Work to be completed:
In the data below, find the line with "Where might I find the car wheel" and output it along with every later line, exactly, but not the pictures.

Dataset records:
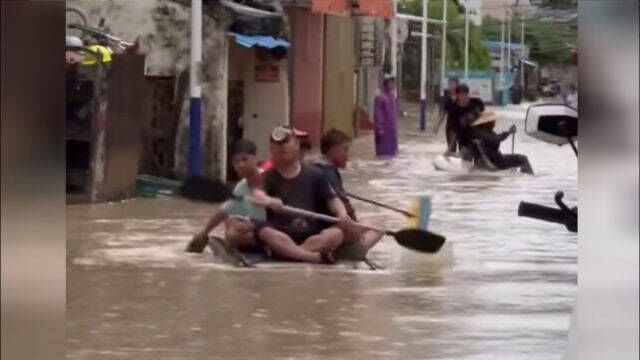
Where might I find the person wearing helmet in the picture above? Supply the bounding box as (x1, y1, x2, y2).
(82, 45, 113, 65)
(65, 36, 85, 65)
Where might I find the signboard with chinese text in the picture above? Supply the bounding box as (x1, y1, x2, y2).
(255, 64, 280, 82)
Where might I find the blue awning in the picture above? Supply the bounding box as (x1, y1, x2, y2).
(228, 32, 290, 49)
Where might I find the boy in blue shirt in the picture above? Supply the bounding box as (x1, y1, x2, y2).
(187, 140, 265, 253)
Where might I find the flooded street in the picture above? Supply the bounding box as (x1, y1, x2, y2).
(67, 104, 577, 359)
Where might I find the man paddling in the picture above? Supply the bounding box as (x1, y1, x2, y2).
(260, 126, 311, 171)
(311, 129, 384, 250)
(187, 140, 266, 253)
(252, 125, 356, 264)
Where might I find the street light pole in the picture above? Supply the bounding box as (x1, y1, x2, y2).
(499, 2, 505, 100)
(507, 8, 512, 74)
(520, 10, 525, 89)
(440, 0, 448, 92)
(189, 0, 202, 177)
(391, 0, 398, 77)
(419, 0, 429, 132)
(464, 1, 469, 80)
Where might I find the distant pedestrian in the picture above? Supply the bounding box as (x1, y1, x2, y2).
(373, 75, 399, 157)
(566, 84, 578, 109)
(441, 77, 460, 153)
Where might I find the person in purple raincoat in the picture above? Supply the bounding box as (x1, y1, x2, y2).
(373, 75, 399, 157)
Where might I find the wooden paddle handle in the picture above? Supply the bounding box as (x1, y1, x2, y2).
(279, 205, 388, 234)
(238, 195, 388, 234)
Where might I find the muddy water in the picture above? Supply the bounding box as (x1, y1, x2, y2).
(67, 105, 577, 359)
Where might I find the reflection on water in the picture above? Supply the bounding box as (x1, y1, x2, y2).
(67, 105, 577, 359)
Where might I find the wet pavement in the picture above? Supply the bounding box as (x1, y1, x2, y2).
(67, 103, 577, 359)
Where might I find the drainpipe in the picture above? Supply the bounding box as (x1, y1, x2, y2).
(189, 0, 202, 177)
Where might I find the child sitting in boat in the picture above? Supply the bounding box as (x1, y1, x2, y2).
(311, 129, 384, 252)
(186, 140, 266, 253)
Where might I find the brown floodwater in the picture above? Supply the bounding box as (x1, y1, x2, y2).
(67, 105, 577, 359)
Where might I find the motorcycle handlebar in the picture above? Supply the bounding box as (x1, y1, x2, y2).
(518, 201, 568, 225)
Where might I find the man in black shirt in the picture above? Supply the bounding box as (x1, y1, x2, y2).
(312, 129, 385, 250)
(447, 84, 486, 158)
(253, 126, 354, 263)
(440, 77, 460, 153)
(312, 129, 356, 220)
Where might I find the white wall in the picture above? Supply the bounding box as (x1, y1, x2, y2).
(241, 50, 290, 161)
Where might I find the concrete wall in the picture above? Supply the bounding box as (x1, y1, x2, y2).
(288, 7, 325, 147)
(67, 0, 229, 180)
(323, 15, 356, 138)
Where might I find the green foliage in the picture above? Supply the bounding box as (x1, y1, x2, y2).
(398, 0, 492, 71)
(480, 15, 576, 65)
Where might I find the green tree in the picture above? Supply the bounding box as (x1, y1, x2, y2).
(398, 0, 492, 71)
(480, 15, 576, 65)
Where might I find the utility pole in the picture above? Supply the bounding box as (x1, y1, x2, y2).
(520, 1, 525, 89)
(189, 0, 202, 177)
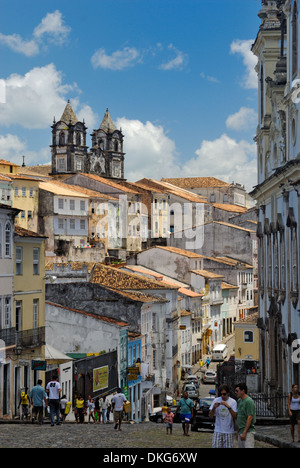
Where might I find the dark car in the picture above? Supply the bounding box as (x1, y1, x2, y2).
(191, 397, 215, 432)
(149, 406, 181, 424)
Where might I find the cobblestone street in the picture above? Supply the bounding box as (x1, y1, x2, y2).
(0, 421, 275, 449)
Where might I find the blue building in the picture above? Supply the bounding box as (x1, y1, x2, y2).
(128, 335, 143, 422)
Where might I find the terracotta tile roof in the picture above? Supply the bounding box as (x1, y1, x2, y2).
(0, 159, 19, 167)
(77, 173, 139, 194)
(20, 165, 52, 176)
(181, 309, 192, 316)
(91, 263, 179, 291)
(221, 282, 239, 290)
(44, 180, 117, 200)
(46, 301, 129, 327)
(149, 245, 205, 258)
(205, 256, 253, 269)
(39, 181, 90, 197)
(135, 178, 208, 203)
(108, 288, 168, 303)
(207, 221, 255, 233)
(212, 203, 248, 213)
(178, 287, 203, 297)
(191, 269, 224, 279)
(15, 225, 47, 238)
(161, 177, 229, 188)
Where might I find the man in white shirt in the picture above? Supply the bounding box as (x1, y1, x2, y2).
(111, 388, 127, 431)
(46, 375, 62, 427)
(209, 384, 237, 448)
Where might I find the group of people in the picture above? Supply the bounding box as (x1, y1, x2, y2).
(163, 383, 256, 448)
(75, 394, 111, 424)
(19, 377, 129, 431)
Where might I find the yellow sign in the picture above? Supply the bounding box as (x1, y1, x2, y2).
(93, 365, 108, 392)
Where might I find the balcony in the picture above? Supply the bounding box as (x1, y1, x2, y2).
(0, 326, 45, 350)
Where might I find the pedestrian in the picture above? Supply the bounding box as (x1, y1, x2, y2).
(177, 391, 194, 436)
(94, 397, 101, 423)
(209, 384, 237, 448)
(199, 360, 203, 370)
(101, 395, 109, 424)
(87, 395, 95, 423)
(46, 374, 62, 427)
(18, 388, 30, 421)
(107, 402, 111, 422)
(161, 402, 168, 422)
(288, 384, 300, 443)
(165, 406, 175, 435)
(206, 357, 211, 369)
(111, 388, 127, 431)
(60, 395, 68, 421)
(235, 383, 256, 448)
(30, 380, 47, 425)
(76, 394, 85, 424)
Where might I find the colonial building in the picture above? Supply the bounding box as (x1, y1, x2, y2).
(251, 0, 300, 394)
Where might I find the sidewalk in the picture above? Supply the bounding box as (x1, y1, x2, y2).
(255, 424, 300, 449)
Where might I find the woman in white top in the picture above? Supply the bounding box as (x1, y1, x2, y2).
(288, 384, 300, 443)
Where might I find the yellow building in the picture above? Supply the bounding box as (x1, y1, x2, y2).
(10, 175, 41, 232)
(234, 313, 259, 368)
(13, 225, 47, 415)
(0, 159, 19, 175)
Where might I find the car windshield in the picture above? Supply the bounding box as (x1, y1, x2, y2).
(200, 398, 214, 407)
(185, 385, 196, 390)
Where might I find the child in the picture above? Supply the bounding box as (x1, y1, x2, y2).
(165, 407, 175, 435)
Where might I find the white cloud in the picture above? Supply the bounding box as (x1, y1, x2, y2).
(183, 134, 257, 191)
(33, 10, 71, 44)
(226, 107, 257, 131)
(0, 33, 39, 57)
(115, 117, 257, 191)
(0, 64, 97, 130)
(200, 72, 220, 83)
(0, 134, 50, 166)
(159, 44, 188, 71)
(0, 10, 70, 56)
(116, 117, 181, 181)
(230, 39, 257, 89)
(91, 47, 140, 70)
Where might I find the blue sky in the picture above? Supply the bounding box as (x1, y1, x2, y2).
(0, 0, 261, 191)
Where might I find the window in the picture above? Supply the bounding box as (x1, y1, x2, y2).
(33, 248, 40, 275)
(29, 187, 34, 198)
(16, 246, 23, 275)
(244, 330, 254, 343)
(15, 301, 22, 332)
(5, 222, 11, 257)
(4, 297, 11, 328)
(14, 186, 19, 197)
(69, 219, 75, 230)
(58, 218, 64, 230)
(70, 200, 75, 210)
(21, 211, 25, 219)
(80, 219, 85, 230)
(58, 199, 64, 210)
(80, 200, 86, 211)
(33, 299, 39, 329)
(22, 187, 26, 197)
(28, 211, 32, 219)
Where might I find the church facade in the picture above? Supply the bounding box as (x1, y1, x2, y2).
(51, 102, 125, 180)
(251, 0, 300, 394)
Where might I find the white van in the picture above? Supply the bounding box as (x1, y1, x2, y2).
(212, 344, 228, 361)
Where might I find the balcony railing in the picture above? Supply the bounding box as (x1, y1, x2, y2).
(0, 326, 45, 350)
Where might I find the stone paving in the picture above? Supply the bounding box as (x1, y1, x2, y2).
(0, 421, 275, 449)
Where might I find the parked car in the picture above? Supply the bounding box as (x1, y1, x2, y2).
(202, 370, 217, 384)
(182, 383, 199, 399)
(149, 406, 181, 424)
(186, 375, 199, 388)
(191, 397, 215, 431)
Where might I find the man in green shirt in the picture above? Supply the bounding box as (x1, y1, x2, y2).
(235, 383, 256, 448)
(177, 391, 194, 436)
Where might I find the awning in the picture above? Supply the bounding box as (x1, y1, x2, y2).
(45, 344, 73, 364)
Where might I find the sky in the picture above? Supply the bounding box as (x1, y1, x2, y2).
(0, 0, 262, 192)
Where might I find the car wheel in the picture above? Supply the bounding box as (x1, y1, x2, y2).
(156, 416, 162, 424)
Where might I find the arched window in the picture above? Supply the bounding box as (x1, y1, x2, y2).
(5, 222, 11, 257)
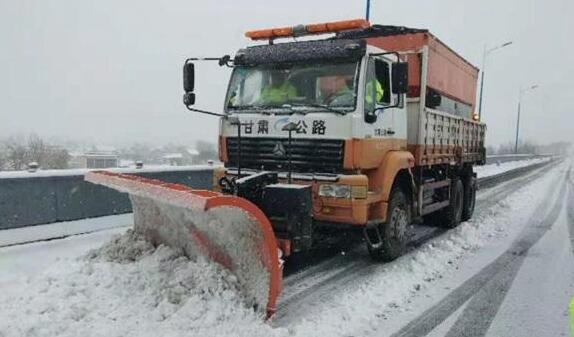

Task answer:
Where might I find the car wheel in the picture above? Supply the bounding box as (x1, y1, x2, y2).
(156, 416, 162, 424)
Where might I find the arched window in the picture above? Supply the bounding box as (x1, y1, x2, y2).
(5, 222, 11, 257)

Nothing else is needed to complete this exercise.